(Source data)
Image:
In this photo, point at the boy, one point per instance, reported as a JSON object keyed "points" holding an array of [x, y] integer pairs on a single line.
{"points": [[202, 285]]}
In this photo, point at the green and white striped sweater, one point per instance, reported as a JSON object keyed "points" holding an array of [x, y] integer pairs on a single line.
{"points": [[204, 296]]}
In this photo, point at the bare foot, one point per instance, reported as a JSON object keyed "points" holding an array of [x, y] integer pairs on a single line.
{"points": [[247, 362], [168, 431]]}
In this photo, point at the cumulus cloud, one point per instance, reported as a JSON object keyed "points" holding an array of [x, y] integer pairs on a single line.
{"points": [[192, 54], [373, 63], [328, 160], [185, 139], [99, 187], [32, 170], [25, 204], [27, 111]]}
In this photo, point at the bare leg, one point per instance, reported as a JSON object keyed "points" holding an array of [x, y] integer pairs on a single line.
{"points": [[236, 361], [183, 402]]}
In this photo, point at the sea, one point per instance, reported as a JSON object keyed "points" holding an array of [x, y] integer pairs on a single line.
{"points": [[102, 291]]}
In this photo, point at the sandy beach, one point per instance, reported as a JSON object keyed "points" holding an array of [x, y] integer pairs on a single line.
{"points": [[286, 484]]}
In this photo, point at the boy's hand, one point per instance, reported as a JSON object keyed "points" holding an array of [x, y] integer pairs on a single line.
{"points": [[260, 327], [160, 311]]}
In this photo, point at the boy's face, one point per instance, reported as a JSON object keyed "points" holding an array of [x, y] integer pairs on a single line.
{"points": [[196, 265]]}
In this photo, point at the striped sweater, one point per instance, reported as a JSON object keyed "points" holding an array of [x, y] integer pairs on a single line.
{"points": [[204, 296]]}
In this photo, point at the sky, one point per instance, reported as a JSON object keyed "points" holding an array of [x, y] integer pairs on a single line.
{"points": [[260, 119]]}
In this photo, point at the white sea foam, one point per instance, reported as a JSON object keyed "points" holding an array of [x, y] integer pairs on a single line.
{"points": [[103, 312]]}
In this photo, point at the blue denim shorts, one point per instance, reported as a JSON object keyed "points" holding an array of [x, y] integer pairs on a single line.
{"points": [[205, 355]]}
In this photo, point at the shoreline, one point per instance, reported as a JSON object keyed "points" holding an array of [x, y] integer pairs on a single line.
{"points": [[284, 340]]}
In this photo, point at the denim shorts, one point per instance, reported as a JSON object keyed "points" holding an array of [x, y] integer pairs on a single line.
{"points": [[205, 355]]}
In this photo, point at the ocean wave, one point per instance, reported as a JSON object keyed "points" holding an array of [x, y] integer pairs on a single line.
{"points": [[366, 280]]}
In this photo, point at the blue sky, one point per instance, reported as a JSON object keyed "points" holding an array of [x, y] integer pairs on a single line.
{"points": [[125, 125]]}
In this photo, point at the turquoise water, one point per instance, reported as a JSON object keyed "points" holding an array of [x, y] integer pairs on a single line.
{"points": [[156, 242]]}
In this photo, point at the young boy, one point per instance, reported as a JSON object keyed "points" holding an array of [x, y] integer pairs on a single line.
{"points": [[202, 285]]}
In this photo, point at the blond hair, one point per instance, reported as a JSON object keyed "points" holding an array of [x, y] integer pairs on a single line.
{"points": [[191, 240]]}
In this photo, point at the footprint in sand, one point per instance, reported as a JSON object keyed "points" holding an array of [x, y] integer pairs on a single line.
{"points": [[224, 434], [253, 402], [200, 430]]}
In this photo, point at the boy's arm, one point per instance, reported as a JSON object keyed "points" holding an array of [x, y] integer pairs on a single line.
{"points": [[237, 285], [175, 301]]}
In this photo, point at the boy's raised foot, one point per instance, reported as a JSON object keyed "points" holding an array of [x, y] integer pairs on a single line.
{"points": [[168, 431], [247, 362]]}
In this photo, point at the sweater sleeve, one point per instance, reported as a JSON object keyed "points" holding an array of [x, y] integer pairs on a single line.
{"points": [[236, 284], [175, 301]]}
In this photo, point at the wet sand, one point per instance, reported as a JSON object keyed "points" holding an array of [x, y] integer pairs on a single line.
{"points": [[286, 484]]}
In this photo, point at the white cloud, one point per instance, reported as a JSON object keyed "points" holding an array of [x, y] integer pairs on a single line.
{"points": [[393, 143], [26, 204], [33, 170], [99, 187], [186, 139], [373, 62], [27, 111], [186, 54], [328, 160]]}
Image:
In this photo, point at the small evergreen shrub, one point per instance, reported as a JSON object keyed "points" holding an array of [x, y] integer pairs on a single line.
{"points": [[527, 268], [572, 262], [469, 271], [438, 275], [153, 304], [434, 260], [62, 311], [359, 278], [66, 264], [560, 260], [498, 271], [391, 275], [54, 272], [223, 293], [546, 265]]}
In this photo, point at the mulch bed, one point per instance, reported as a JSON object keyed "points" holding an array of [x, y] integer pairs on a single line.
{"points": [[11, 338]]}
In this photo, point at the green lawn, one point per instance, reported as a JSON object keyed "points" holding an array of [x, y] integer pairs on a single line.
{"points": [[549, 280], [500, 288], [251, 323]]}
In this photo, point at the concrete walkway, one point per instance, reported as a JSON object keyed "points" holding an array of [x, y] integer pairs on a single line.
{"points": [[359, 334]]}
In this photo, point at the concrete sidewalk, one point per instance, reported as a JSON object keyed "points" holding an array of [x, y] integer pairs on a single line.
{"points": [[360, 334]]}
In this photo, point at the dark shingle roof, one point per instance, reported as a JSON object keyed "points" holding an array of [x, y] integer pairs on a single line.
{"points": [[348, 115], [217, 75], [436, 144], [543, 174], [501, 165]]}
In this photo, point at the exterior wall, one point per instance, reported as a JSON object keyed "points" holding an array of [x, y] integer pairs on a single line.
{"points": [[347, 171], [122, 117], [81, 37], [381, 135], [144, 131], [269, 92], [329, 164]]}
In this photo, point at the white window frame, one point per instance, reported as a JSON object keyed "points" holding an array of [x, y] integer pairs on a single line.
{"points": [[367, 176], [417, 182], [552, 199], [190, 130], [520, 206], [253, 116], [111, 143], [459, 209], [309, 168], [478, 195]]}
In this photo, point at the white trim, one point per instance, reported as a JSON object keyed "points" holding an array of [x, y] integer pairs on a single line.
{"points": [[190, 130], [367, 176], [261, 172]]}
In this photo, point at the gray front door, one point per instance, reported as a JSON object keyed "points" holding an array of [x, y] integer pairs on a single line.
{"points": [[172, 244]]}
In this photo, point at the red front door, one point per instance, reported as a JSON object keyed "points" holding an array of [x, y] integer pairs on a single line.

_TASK OBJECTIVE_. The whole of the data must be given again, exactly as shown.

_ANSWER TO THE EXERCISE_.
Image:
In this photo, point at the boy, one point per instance, reported as a JSON object keyed "points" holding an array of [x, y] integer pairs on a single line.
{"points": [[202, 285]]}
In this photo, point at the green and white striped sweater, one point per instance, reported as a JSON object keyed "points" holding an array of [x, y] integer pairs on a single line.
{"points": [[204, 296]]}
In this photo, point at the bare foot, one point per instance, reported as a JSON object keyed "points" holding an array of [x, y] integer pairs on a single line.
{"points": [[247, 362], [168, 431]]}
In this photo, point at the cumulus cloud, one point per instance, reported as a JSON object keyed "points" holding an array of [x, y] integer pairs on a single line.
{"points": [[192, 54], [373, 63], [328, 160], [185, 139], [99, 187], [32, 170], [25, 204], [27, 111]]}
In this photo, point at the bare leg, one point per instance, reported as a JSON object keyed "points" holding an array of [x, y] integer pairs on a single line.
{"points": [[236, 361], [183, 402]]}
In this photo, point at the sea, one point per instance, reported as a JSON object keyed "points" holding an array of [x, y] integer pairs on a single line.
{"points": [[102, 291]]}
In this photo, point at the sandy beach, one point per instance, reported as a JSON object keyed "points" holding an array of [x, y] integer pairs on a single line.
{"points": [[286, 484]]}
In this photo, point at the boy's hand, one point per instance, reported as a JSON object keyed "points" holding an array of [x, y] integer pairs on a single line.
{"points": [[260, 327], [160, 311]]}
In this photo, point at the boy's face, one point per instance, reported as a JSON object keyed "points" holding an array of [x, y] integer pairs on a single line.
{"points": [[196, 265]]}
In this photo, point at the striped sweater, one point per instance, reported as a JSON object keyed "points" holding an array of [x, y] integer pairs on a single line.
{"points": [[204, 296]]}
In this photo, point at the sky, one point per instance, reported as a JSON object keyed "points" holding an array of [x, y] integer pairs on a single line.
{"points": [[260, 119]]}
In this photo, point at the white sea foam, one point per instance, reported as a JSON object keyed "points" holding an array of [x, y] integer pairs on a single line.
{"points": [[103, 312]]}
In this photo, point at the blue denim shorts, one point per instance, reported as a JSON object keyed "points" holding an array of [x, y] integer pairs on a single line.
{"points": [[205, 355]]}
In this photo, point at the shoreline, one point per instance, reported as a JSON object keyed "points" holding an array of [x, y] integer pairs on a single line.
{"points": [[284, 340]]}
In this photo, point at the denim shorts, one point per instance, reported as a JSON object keyed "points" holding an array of [x, y] integer pairs on a single line.
{"points": [[205, 355]]}
In this photo, point at the ocean wave, one point per instance, reported as a JSON object keyed "points" holding an array of [x, y] integer pairs on a single line.
{"points": [[366, 280]]}
In this photo, point at the blue sky, one point per instance, reported as a JSON object keyed "points" holding an array of [x, y] integer pairs on a single line.
{"points": [[125, 125]]}
In this photo, point at the turquoise water, one point per instance, reported as a JSON object keyed "points" holding an array of [x, y] integer pairs on a single line.
{"points": [[156, 242]]}
In this photo, point at the young boy, one point per instance, reported as a JSON object keyed "points" holding an array of [x, y] integer pairs on a single line.
{"points": [[202, 285]]}
In this photo, point at the blond hair, one point per instance, reported as a JSON object keyed "points" holding an array of [x, y] integer pairs on a single line.
{"points": [[191, 240]]}
In this photo, point at the footprint in sand, one point per instance, reported as a JSON object keyed "points" holding an array of [x, y] integer pairs on a single line.
{"points": [[224, 434], [253, 402], [200, 430]]}
In this photo, point at the boy's arm, one point per instance, reported as a JSON object keyed "points" holding an array of [x, y] integer pairs on a single line.
{"points": [[237, 285], [175, 301]]}
In this photo, point at the boy's raised foot, one point per instance, reported as a JSON object keyed "points" holding an array of [x, y] integer pairs on a single line.
{"points": [[168, 431], [247, 362]]}
In this photo, point at the sweater sleeve, one point per instance, reported as a JSON object keyed "points" holding an array of [x, y] integer pairs on a single line.
{"points": [[236, 284], [175, 301]]}
In this photo, point at the wet sand, one point per instance, reported as a JSON object keyed "points" holding an array of [x, y] integer pairs on a single line.
{"points": [[286, 484]]}
In this photo, point at the white cloud, one point per instance, reported as a JSON object keyed "points" holding an array of [x, y] integer pairs on a single line.
{"points": [[393, 143], [26, 204], [33, 170], [99, 187], [186, 139], [373, 62], [27, 111], [186, 54], [328, 160]]}
Image:
In this photo, point at the small evergreen shrub, one point per instance, reported as a JSON object keyed "points" holding an array of [x, y] integer pairs on a single line.
{"points": [[527, 268], [572, 262], [469, 271], [438, 275], [153, 304], [434, 260], [62, 311], [359, 278], [66, 264], [560, 260], [498, 271], [391, 275], [54, 272], [223, 293], [546, 265]]}
In this photo, point at the mulch bed, one point per instance, reported as a JSON object keyed "points" holding an array of [x, y] integer pairs on a single line.
{"points": [[11, 338]]}
In this photo, point at the green lawn, one point per instance, reported as a JSON object keyed "points" holding an array of [x, y] integer pairs on a single line.
{"points": [[549, 280], [500, 288], [251, 323]]}
In this photo, point at the concrete walkway, one point per instance, reported as a JSON object keyed "points" holding an array of [x, y] integer pairs on a single line.
{"points": [[359, 334]]}
In this photo, point at the concrete sidewalk, one point per instance, reported as a JSON object keyed "points" holding an array of [x, y] integer pairs on a single line.
{"points": [[360, 334]]}
In this photo, point at the dark shingle roof, one point per instance, reported as a JSON object keyed "points" holding an array of [x, y] integer pairs on a single line.
{"points": [[348, 115], [217, 75], [436, 144], [543, 174], [501, 165]]}
In this photo, point at the exterior wall, one point per instance, reported as a JSON object keyed "points" holding an array of [x, y] integer pairs on a single line.
{"points": [[347, 171], [122, 117], [81, 37], [381, 135], [144, 131], [269, 92], [329, 164]]}
In this photo, point at the white window frame, one point per instance, reported as a JSON object keyed "points" holding an array of [x, y] integer pairs on a single line.
{"points": [[367, 176], [417, 182], [552, 199], [190, 130], [520, 206], [253, 116], [111, 143], [459, 209], [309, 168], [478, 195]]}
In this photo, point at the white trim, one point per instance, reported as a JSON object keyed "points" holding an array of [x, y] integer pairs on a single line.
{"points": [[190, 130], [367, 176], [261, 172]]}
In this photo, point at the gray front door, one point per instance, reported as a JSON object keyed "points" holding an array of [x, y] integer pairs on a single line.
{"points": [[172, 244]]}
In this photo, point at the red front door, one point per instance, reported as a JSON object keyed "points" holding an array of [x, y] integer pairs on a single line.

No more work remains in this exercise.